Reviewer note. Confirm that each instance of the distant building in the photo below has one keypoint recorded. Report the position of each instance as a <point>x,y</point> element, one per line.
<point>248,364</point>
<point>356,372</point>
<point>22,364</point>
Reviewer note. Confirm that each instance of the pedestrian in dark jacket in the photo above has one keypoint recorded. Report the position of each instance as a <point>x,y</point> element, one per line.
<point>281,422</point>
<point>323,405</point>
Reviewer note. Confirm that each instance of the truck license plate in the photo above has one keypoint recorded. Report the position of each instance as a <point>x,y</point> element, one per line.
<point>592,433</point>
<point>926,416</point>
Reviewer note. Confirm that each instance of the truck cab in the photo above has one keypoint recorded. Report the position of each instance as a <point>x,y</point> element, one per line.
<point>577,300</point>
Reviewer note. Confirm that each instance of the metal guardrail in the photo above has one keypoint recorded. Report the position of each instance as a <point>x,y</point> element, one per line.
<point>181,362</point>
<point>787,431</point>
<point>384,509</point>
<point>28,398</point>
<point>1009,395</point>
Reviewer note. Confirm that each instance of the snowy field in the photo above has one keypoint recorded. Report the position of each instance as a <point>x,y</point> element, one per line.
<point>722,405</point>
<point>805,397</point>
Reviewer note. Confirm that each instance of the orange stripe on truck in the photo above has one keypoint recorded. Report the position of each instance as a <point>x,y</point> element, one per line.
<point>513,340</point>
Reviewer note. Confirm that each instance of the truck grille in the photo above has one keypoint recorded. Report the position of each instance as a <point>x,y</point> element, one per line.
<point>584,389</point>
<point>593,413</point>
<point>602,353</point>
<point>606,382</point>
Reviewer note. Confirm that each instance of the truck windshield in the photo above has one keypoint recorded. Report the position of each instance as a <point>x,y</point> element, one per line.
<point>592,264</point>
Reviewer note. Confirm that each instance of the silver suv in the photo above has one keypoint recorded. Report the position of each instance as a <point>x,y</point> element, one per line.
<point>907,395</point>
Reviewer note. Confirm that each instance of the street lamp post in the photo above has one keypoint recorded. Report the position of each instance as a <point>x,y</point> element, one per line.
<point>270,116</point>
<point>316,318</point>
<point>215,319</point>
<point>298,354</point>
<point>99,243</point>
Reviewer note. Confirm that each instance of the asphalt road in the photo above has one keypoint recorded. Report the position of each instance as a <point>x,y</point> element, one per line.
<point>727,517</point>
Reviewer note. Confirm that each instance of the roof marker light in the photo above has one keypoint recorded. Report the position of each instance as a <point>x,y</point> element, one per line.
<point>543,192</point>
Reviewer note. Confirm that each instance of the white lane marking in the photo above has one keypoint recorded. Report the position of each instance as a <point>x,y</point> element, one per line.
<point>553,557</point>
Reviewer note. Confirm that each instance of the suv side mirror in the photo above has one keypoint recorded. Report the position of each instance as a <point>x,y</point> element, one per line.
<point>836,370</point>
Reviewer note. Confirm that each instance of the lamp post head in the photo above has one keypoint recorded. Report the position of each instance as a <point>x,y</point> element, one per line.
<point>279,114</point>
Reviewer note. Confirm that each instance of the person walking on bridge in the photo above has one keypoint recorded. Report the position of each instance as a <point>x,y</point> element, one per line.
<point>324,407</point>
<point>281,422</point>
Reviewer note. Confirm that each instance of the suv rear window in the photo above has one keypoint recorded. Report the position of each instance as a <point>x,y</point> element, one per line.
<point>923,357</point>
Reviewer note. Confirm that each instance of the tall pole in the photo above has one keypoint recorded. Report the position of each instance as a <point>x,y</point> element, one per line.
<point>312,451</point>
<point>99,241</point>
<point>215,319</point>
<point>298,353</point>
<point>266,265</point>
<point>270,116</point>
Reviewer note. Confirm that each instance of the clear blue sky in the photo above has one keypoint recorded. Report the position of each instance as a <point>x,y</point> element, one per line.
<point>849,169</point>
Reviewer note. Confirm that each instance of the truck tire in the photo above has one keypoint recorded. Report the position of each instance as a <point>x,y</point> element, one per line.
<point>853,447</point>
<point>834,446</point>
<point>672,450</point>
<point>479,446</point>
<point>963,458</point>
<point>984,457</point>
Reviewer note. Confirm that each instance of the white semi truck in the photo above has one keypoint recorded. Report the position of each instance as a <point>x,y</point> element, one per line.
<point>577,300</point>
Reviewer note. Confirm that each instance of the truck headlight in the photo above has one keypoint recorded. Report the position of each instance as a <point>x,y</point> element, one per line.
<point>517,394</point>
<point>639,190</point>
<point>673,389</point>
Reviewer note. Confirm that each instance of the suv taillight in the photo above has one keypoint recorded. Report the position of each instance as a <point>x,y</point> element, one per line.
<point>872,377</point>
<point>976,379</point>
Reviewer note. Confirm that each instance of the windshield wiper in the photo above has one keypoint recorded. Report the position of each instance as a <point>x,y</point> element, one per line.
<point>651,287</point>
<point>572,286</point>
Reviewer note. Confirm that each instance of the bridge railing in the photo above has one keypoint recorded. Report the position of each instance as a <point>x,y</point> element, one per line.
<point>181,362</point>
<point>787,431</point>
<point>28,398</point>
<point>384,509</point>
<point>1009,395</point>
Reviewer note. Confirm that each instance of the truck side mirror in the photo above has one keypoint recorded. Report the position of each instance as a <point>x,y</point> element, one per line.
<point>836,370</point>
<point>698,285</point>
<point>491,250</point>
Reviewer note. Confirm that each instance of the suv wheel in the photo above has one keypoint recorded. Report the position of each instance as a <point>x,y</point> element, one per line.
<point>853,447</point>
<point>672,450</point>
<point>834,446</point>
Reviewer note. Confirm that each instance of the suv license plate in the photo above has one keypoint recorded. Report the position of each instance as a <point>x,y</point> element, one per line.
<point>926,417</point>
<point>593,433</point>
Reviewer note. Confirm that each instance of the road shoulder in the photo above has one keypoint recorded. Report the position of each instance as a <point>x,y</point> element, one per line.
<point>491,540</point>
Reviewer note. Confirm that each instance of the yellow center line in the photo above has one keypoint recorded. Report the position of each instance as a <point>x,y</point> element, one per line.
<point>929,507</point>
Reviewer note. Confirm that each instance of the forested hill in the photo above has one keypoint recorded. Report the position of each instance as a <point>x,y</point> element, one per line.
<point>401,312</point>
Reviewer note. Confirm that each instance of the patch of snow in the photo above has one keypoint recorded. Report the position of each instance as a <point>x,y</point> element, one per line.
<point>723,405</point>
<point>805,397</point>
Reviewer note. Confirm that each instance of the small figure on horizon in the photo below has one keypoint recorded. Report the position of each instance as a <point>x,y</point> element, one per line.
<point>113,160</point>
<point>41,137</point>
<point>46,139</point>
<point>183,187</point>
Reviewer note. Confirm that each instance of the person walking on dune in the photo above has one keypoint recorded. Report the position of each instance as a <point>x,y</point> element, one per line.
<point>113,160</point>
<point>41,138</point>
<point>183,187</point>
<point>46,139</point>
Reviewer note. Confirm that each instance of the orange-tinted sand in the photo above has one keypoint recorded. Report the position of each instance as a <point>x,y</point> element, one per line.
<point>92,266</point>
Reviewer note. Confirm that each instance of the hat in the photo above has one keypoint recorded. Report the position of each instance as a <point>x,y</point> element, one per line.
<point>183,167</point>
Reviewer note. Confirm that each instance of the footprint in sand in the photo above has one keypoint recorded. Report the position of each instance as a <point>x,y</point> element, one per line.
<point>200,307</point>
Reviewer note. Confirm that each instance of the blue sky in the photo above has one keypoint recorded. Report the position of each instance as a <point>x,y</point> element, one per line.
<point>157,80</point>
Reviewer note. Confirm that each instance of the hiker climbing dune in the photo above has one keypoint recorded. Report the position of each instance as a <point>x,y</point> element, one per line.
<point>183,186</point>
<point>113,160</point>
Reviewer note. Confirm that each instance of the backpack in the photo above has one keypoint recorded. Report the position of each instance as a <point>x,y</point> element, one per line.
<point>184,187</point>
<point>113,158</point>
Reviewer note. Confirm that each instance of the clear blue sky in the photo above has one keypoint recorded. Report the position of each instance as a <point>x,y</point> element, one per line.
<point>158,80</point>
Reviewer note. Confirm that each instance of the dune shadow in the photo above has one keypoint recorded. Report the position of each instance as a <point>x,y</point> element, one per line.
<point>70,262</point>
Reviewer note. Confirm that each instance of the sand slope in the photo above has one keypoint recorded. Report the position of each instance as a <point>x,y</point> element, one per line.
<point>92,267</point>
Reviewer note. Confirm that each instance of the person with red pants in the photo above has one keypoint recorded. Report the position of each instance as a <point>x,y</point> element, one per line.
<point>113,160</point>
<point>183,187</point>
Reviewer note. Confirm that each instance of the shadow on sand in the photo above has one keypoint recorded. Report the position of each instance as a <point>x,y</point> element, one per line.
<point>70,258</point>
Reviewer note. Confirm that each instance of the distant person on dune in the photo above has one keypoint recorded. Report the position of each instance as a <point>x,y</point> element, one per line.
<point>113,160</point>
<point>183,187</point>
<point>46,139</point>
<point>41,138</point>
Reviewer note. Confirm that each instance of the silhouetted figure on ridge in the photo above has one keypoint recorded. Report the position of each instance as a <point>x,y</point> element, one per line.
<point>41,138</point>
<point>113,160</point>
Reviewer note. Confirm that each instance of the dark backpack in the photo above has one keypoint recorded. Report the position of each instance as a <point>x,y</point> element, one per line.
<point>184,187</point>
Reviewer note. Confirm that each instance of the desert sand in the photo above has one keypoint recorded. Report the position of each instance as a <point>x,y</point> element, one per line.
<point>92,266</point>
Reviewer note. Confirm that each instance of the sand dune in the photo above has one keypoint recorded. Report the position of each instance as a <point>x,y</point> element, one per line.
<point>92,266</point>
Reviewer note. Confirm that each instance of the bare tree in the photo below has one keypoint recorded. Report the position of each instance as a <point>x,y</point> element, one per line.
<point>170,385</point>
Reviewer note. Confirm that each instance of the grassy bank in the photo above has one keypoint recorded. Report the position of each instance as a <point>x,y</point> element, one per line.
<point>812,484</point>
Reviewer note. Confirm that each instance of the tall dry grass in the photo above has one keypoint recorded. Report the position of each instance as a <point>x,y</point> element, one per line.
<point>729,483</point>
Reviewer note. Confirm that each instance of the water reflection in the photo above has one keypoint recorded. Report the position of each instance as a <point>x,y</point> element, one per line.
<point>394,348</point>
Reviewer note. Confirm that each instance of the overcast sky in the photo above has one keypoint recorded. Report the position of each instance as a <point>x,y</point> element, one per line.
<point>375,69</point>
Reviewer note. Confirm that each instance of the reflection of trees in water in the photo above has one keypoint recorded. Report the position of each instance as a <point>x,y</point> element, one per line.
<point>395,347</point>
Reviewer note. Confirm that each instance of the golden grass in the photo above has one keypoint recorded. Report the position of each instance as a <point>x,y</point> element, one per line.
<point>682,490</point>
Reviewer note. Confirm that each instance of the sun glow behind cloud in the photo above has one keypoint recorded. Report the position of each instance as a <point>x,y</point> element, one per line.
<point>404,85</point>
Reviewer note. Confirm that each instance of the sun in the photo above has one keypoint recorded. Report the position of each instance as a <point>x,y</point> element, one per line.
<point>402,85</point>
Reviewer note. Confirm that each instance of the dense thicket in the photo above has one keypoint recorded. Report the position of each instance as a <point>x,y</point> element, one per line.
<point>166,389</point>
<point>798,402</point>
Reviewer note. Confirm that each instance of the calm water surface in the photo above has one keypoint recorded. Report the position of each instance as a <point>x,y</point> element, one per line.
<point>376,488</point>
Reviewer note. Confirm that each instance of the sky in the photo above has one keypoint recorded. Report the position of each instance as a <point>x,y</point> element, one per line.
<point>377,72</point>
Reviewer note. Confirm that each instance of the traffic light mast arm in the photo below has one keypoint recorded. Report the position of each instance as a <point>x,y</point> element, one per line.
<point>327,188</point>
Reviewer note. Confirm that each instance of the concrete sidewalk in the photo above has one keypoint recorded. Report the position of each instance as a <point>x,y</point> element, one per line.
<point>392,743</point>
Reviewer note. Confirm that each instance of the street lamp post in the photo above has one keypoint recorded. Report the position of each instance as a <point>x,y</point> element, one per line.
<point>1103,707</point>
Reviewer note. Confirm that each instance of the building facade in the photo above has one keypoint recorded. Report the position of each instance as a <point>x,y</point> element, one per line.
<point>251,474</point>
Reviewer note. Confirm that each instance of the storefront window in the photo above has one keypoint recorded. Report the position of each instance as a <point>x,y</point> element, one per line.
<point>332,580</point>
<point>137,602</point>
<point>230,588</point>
------------------------------------------------------------
WHAT THE TASK REQUIRES ::
The answer consists of the line holding "Reviewer note. Confirm that each instance of the traffic" and every line after it up to the end of the records, word for word.

THE COMPLETED TASK ::
Reviewer note. Confirm that each instance of the traffic light mast arm in the photo below has one keypoint recorded. Report the position of each instance as a <point>x,y</point> element, one per line.
<point>327,188</point>
Reviewer note. Confirm that each instance of the concrete sidewalk in the photo above has one keypoint recorded. Report the position of each instance as a <point>x,y</point> element, one per line.
<point>392,743</point>
Reviewer note. Confirm that each instance of the street lamp post in the photo above has one keypoint recorded. Report the position of each instance as a <point>x,y</point> element, one per line.
<point>1103,707</point>
Reviewer note. Confirm that each instance of the building facade in the photo above has one keypoint recorded. Report the position of each instance as a <point>x,y</point> element, one per line.
<point>251,474</point>
Reviewer note. Confirm that each instance of the storefront window in the photo above has one keypoint recorded. Report the position of each instance as a <point>x,y</point> element, one per line.
<point>332,580</point>
<point>137,602</point>
<point>230,588</point>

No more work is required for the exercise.